INSTRUCTIONS FOR THE TASK: The lines to be set down run from the line containing "Locate the distant" through the final line of the data below; print them exactly and print nothing else.

RECORDED INFORMATION below:

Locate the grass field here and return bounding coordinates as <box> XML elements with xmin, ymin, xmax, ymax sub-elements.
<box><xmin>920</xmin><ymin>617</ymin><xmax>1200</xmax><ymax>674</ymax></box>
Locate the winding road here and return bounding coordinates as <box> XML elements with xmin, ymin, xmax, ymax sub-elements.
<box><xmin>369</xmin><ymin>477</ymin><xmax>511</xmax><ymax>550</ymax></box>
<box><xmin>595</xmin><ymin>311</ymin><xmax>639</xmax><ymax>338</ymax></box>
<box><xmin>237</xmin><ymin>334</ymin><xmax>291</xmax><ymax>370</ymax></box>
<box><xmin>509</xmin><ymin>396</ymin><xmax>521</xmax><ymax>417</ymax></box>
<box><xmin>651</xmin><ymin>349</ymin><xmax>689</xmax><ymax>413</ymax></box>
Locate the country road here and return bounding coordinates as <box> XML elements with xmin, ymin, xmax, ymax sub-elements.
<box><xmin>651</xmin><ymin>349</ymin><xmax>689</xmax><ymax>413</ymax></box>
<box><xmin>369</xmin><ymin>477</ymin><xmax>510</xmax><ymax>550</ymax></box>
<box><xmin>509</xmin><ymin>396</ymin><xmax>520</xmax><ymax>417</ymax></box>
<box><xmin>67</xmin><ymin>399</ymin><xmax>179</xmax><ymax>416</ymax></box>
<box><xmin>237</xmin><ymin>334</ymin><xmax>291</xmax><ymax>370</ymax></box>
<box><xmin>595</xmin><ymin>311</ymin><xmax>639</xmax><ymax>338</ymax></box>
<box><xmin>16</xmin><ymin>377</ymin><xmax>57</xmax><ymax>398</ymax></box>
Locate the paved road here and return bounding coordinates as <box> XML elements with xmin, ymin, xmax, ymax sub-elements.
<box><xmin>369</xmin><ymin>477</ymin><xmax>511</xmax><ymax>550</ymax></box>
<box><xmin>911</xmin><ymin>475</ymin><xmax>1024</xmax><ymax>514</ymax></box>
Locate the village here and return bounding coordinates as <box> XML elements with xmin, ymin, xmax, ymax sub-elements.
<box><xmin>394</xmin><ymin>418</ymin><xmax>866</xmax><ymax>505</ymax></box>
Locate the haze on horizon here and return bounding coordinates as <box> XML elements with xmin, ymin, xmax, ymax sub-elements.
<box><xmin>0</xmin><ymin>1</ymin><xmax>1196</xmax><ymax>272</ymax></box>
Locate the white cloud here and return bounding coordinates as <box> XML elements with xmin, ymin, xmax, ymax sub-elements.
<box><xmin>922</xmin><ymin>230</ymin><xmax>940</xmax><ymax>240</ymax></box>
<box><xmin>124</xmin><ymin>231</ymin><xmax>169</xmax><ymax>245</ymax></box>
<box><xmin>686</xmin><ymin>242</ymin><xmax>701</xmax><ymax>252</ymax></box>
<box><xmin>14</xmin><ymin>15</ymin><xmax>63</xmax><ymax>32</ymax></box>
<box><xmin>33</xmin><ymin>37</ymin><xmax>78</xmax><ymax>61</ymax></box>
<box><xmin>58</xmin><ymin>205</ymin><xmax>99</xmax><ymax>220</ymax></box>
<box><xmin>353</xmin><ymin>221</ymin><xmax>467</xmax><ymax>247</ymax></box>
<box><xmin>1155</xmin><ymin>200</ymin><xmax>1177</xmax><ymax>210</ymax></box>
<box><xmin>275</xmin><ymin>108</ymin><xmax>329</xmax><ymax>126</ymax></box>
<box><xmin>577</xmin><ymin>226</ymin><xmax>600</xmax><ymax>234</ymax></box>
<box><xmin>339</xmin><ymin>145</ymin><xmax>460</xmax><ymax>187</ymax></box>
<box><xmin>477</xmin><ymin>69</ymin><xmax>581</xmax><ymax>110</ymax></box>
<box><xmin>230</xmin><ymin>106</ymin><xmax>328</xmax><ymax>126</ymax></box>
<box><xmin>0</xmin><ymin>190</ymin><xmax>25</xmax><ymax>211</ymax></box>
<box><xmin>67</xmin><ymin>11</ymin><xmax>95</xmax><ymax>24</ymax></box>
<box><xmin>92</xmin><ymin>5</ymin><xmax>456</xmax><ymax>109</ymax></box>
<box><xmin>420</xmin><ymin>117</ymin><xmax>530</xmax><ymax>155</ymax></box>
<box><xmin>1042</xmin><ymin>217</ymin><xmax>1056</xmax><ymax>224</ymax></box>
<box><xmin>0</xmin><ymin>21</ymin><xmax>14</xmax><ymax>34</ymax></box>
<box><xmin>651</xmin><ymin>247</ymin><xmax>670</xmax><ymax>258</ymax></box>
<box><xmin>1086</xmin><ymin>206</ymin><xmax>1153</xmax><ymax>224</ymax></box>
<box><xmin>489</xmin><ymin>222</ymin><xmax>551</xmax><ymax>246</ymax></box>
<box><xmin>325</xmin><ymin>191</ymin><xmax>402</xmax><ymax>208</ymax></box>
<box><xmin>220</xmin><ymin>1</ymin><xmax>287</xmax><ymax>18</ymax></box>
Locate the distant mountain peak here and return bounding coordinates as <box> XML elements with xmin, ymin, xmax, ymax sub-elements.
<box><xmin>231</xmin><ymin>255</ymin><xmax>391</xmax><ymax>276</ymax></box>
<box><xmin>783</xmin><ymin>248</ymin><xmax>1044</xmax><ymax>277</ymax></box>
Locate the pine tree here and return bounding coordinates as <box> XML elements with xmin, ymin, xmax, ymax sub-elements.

End of RECORDED INFORMATION.

RESPONSE TO THIS TASK:
Locate the distant mountain peak here and return bounding coordinates as <box> XML elements with xmin, ymin, xmax, ymax sub-elements.
<box><xmin>231</xmin><ymin>255</ymin><xmax>391</xmax><ymax>276</ymax></box>
<box><xmin>783</xmin><ymin>248</ymin><xmax>1044</xmax><ymax>277</ymax></box>
Locate the pine tree here and return bounding coordinates as <box> XML elements with xmin, ymin, xmax, ymax sub-elements.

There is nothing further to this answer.